===== Supplied passage

Black regular fuel line is good. Clamps need to be 100% stainless steel. Wrap lines with electrical tape under clamps. at least 2-3 wraps. Install a fuel filter before the carb. Top of carb will tell you which line is in \ out. Arrows are on top of the carb where lines come in. Try to replace all the lines. The filter / water separator under the front hood needs cleaned too. Be careful of gasket. It fails all the time.
 
I finally purchased the fuel line and clamps. The motor is out, and I was crawling around preparing myself for replacing the lines. There is little room and I felt like a contortionist trying to get my hands on the lines at the fuel baffle/sender.

So for those who have changed these lines on an RX is there a trick? Is it worthwhile removing the glove box? If so the manual does really give me a clear idea on whats involved, any tips?

As always, I appreciate any input!

Mark
 
I finally purchased the fuel line and clamps. The motor is out, and I was crawling around preparing myself for replacing the lines. There is little room and I felt like a contortionist trying to get my hands on the lines at the fuel baffle/sender.

So for those who have changed these lines on an RX is there a trick? Is it worthwhile removing the glove box? If so the manual does really give me a clear idea on whats involved, any tips?

As always, I appreciate any input!

Mark
I removed the glove box and actually removed the baffle. If you use your old lines as a template you can cut the length you need and assemble most of the fuel system out of the boat don't forget to replace the selector
 
I removed the glove box and actually removed the baffle. If you use your old lines as a template you can cut the length you need and assemble most of the fuel system out of the boat don't forget to replace the selector
Any tips on removing glove box?

==========

Requests:
1 - Please quote the stretch of the fuel line thread from "Black regular fuel" through "all the time.".
2 - Sum up the fuel line thread in two sentences.
The items after this thread come from a separate source.

===== Data entries

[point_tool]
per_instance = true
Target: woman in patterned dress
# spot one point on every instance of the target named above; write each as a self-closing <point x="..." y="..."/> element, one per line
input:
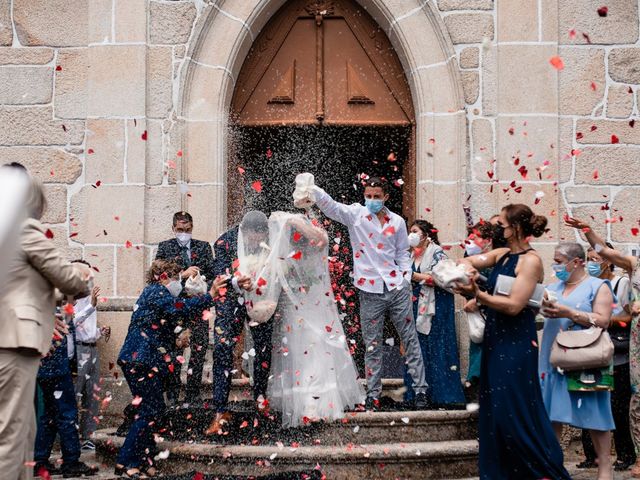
<point x="631" y="265"/>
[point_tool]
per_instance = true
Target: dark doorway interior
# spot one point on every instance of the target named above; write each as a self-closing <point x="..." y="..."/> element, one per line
<point x="337" y="156"/>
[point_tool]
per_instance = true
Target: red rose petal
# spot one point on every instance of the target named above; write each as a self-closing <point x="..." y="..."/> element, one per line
<point x="257" y="186"/>
<point x="556" y="62"/>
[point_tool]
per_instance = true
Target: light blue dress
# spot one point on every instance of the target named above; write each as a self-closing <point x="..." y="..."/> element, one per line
<point x="589" y="410"/>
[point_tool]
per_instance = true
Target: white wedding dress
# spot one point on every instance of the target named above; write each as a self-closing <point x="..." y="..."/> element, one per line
<point x="312" y="373"/>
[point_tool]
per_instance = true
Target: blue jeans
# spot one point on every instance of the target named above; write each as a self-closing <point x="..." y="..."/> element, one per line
<point x="58" y="417"/>
<point x="229" y="323"/>
<point x="139" y="444"/>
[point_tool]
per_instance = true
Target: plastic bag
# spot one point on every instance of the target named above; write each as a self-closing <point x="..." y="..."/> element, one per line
<point x="446" y="273"/>
<point x="303" y="195"/>
<point x="476" y="326"/>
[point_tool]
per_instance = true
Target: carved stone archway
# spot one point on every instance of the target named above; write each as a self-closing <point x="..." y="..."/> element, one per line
<point x="327" y="66"/>
<point x="223" y="38"/>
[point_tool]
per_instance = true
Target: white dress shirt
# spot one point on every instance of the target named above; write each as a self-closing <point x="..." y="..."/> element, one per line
<point x="86" y="321"/>
<point x="380" y="251"/>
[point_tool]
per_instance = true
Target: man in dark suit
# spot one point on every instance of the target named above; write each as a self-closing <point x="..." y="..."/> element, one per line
<point x="193" y="256"/>
<point x="230" y="319"/>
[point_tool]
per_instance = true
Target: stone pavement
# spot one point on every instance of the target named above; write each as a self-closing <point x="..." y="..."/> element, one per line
<point x="571" y="458"/>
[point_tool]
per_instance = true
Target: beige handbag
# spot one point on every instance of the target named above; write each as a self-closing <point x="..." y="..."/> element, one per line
<point x="582" y="349"/>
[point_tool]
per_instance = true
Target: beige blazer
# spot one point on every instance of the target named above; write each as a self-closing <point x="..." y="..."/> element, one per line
<point x="27" y="301"/>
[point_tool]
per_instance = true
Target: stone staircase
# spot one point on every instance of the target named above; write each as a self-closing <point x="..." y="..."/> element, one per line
<point x="364" y="445"/>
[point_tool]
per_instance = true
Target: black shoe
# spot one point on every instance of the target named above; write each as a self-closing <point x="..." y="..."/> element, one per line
<point x="48" y="466"/>
<point x="124" y="427"/>
<point x="371" y="404"/>
<point x="622" y="465"/>
<point x="422" y="402"/>
<point x="77" y="469"/>
<point x="587" y="464"/>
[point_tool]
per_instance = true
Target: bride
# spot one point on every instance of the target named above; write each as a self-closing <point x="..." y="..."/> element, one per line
<point x="313" y="376"/>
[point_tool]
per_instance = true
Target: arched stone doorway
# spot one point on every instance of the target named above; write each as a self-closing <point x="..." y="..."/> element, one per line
<point x="321" y="90"/>
<point x="224" y="36"/>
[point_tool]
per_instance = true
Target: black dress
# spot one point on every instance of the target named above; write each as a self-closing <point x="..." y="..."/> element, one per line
<point x="516" y="437"/>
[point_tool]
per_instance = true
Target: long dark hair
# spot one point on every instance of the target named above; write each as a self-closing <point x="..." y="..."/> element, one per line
<point x="427" y="229"/>
<point x="530" y="223"/>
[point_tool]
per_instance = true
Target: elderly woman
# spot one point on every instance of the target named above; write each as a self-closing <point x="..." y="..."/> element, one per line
<point x="621" y="395"/>
<point x="582" y="301"/>
<point x="34" y="270"/>
<point x="145" y="359"/>
<point x="434" y="313"/>
<point x="631" y="265"/>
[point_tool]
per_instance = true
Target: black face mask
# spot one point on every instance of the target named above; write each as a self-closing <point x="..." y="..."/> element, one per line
<point x="497" y="238"/>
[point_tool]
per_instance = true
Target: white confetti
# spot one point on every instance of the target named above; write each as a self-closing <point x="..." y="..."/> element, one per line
<point x="163" y="455"/>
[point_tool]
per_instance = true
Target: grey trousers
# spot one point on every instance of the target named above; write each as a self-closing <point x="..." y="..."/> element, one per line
<point x="88" y="376"/>
<point x="373" y="307"/>
<point x="18" y="370"/>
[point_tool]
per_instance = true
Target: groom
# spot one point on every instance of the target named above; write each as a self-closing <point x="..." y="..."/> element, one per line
<point x="382" y="274"/>
<point x="231" y="315"/>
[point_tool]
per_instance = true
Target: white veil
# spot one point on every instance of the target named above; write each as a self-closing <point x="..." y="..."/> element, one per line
<point x="252" y="259"/>
<point x="313" y="374"/>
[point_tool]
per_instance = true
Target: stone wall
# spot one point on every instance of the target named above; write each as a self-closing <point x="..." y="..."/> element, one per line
<point x="116" y="106"/>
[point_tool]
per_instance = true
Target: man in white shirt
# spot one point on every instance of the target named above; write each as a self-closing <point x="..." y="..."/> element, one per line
<point x="382" y="274"/>
<point x="87" y="333"/>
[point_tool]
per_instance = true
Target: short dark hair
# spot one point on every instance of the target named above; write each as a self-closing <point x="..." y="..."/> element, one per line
<point x="182" y="217"/>
<point x="377" y="182"/>
<point x="427" y="229"/>
<point x="84" y="262"/>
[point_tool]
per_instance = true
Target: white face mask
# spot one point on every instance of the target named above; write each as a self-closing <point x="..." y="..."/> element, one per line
<point x="174" y="287"/>
<point x="183" y="238"/>
<point x="472" y="249"/>
<point x="414" y="239"/>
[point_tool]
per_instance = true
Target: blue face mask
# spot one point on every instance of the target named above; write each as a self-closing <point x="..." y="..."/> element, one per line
<point x="594" y="269"/>
<point x="561" y="272"/>
<point x="373" y="205"/>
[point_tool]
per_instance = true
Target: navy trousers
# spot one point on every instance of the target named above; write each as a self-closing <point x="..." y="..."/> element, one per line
<point x="146" y="384"/>
<point x="59" y="416"/>
<point x="229" y="323"/>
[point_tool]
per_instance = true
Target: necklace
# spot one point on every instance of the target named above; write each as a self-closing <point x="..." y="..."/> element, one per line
<point x="577" y="281"/>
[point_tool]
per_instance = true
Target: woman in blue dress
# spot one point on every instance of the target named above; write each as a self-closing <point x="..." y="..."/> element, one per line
<point x="581" y="301"/>
<point x="434" y="313"/>
<point x="517" y="440"/>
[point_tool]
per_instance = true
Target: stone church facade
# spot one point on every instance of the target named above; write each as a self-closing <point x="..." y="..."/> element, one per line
<point x="122" y="108"/>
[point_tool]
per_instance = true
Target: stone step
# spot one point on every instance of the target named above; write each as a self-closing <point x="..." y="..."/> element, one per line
<point x="407" y="460"/>
<point x="240" y="391"/>
<point x="245" y="427"/>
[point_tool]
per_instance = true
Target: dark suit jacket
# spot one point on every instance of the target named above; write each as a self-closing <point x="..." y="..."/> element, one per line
<point x="226" y="255"/>
<point x="201" y="256"/>
<point x="151" y="331"/>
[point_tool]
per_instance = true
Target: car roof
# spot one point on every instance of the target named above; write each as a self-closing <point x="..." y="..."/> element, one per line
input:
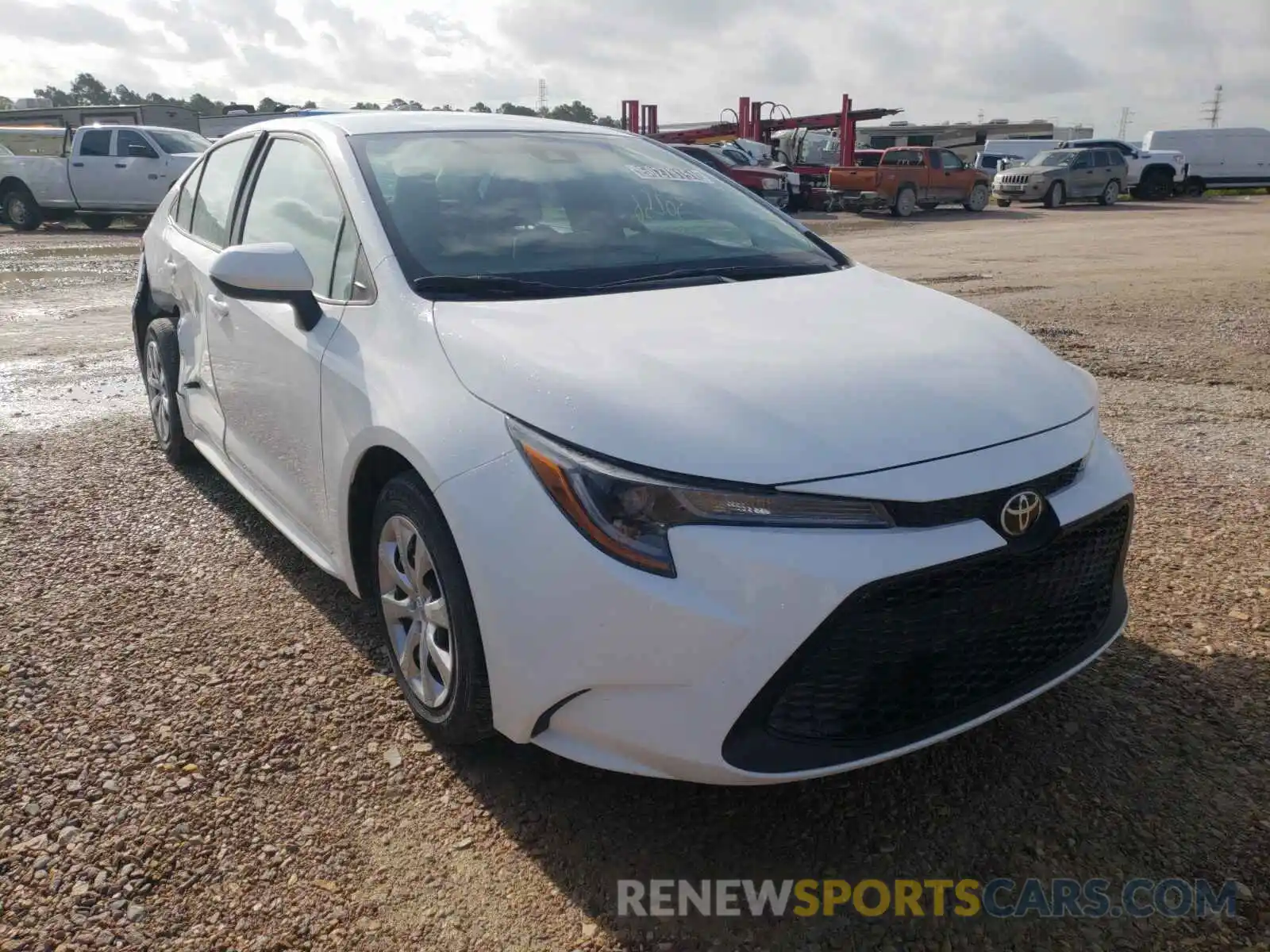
<point x="380" y="121"/>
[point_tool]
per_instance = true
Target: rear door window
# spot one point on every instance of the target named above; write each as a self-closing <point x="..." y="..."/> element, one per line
<point x="184" y="209"/>
<point x="95" y="143"/>
<point x="214" y="205"/>
<point x="295" y="200"/>
<point x="125" y="139"/>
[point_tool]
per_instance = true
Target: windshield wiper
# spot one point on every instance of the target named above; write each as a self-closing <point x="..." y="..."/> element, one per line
<point x="491" y="286"/>
<point x="724" y="274"/>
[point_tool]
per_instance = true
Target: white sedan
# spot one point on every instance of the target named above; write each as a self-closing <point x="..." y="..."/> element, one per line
<point x="638" y="469"/>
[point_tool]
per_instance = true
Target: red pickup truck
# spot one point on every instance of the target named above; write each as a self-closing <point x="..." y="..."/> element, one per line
<point x="908" y="178"/>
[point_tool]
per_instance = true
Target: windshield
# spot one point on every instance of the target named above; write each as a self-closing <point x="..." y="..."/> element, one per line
<point x="178" y="141"/>
<point x="1053" y="159"/>
<point x="575" y="209"/>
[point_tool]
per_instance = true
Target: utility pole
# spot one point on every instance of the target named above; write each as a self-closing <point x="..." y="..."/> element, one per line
<point x="1213" y="107"/>
<point x="1126" y="120"/>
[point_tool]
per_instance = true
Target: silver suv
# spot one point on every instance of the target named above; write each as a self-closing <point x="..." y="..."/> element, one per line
<point x="1057" y="175"/>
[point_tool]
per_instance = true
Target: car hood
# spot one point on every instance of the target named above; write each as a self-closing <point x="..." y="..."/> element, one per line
<point x="766" y="381"/>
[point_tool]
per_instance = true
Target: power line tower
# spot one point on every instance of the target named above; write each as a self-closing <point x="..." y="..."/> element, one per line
<point x="1126" y="121"/>
<point x="1213" y="107"/>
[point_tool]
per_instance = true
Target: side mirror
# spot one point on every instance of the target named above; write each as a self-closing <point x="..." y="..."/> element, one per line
<point x="268" y="272"/>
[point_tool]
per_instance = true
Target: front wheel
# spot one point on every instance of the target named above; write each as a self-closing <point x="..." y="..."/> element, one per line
<point x="22" y="209"/>
<point x="906" y="201"/>
<point x="978" y="198"/>
<point x="429" y="615"/>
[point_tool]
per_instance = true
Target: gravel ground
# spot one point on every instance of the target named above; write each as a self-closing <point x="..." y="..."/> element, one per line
<point x="203" y="748"/>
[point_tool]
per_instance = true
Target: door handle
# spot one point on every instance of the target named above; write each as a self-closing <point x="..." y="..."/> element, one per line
<point x="219" y="305"/>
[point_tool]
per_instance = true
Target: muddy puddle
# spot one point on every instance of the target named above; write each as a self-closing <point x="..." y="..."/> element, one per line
<point x="65" y="344"/>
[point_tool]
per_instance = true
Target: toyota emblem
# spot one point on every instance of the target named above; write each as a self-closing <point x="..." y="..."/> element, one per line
<point x="1022" y="512"/>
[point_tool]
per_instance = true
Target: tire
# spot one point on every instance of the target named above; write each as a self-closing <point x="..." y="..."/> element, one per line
<point x="978" y="198"/>
<point x="22" y="209"/>
<point x="160" y="368"/>
<point x="1155" y="186"/>
<point x="417" y="565"/>
<point x="905" y="203"/>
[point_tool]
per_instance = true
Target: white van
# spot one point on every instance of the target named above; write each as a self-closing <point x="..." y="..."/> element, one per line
<point x="1218" y="158"/>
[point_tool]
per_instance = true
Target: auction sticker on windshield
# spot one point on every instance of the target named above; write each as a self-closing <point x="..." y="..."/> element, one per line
<point x="664" y="175"/>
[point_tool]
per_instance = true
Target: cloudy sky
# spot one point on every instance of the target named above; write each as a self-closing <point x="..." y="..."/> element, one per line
<point x="1066" y="60"/>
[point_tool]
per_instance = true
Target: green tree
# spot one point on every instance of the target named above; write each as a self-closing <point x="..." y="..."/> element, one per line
<point x="573" y="112"/>
<point x="55" y="95"/>
<point x="89" y="90"/>
<point x="512" y="109"/>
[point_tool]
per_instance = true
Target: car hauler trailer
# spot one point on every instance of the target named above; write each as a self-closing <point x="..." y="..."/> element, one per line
<point x="785" y="132"/>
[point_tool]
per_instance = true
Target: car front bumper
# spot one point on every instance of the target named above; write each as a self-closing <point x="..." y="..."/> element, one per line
<point x="1029" y="192"/>
<point x="772" y="657"/>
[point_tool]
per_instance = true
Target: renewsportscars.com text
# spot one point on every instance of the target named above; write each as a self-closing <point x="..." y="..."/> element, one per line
<point x="965" y="898"/>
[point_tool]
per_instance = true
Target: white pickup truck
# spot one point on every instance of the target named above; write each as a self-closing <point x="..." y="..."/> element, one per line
<point x="101" y="171"/>
<point x="1153" y="173"/>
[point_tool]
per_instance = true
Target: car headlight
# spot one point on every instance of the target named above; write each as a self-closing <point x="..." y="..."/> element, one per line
<point x="628" y="514"/>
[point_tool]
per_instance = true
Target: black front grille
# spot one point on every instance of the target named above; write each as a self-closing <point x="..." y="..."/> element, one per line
<point x="914" y="655"/>
<point x="979" y="505"/>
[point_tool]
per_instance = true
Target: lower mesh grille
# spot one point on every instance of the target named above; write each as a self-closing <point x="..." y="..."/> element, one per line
<point x="914" y="655"/>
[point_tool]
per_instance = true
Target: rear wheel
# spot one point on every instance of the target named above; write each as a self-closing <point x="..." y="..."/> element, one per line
<point x="160" y="366"/>
<point x="22" y="209"/>
<point x="906" y="201"/>
<point x="429" y="619"/>
<point x="978" y="198"/>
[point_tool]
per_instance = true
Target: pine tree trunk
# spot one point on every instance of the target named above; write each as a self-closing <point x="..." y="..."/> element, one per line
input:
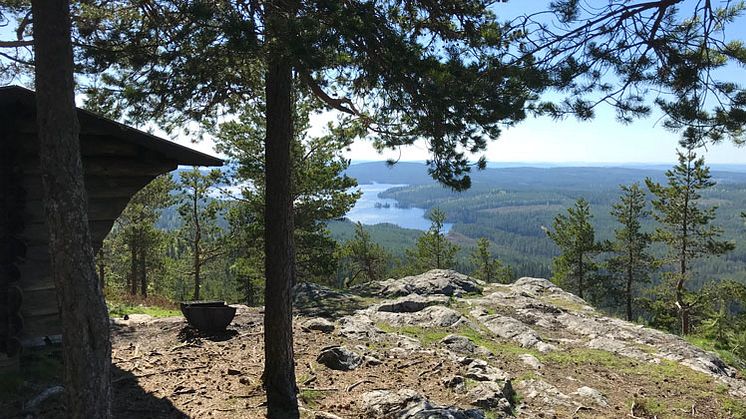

==========

Answers for the exercise:
1 -
Black regular fuel line is good. Clamps need to be 100% stainless steel. Wrap lines with electrical tape under clamps. at least 2-3 wraps. Install a fuel filter before the carb. Top of carb will tell you which line is in \ out. Arrows are on top of the carb where lines come in. Try to replace all the lines. The filter / water separator under the front hood needs cleaned too. Be careful of gasket. It fails all the time.

2 - The thread advises using black regular fuel line, fully stainless steel clamps over lines wrapped with electrical tape, and a fuel filter before the carb, and it says to clean the filter/water separator under the front hood while watching its gasket. Mark has the motor out, struggles to reach the lines at the fuel baffle/sender, and asks whether removing the glove box is worthwhile; a reply says the poster removed the glove box and the baffle, and that using the old lines as templates lets most of the fuel system be assembled outside the boat.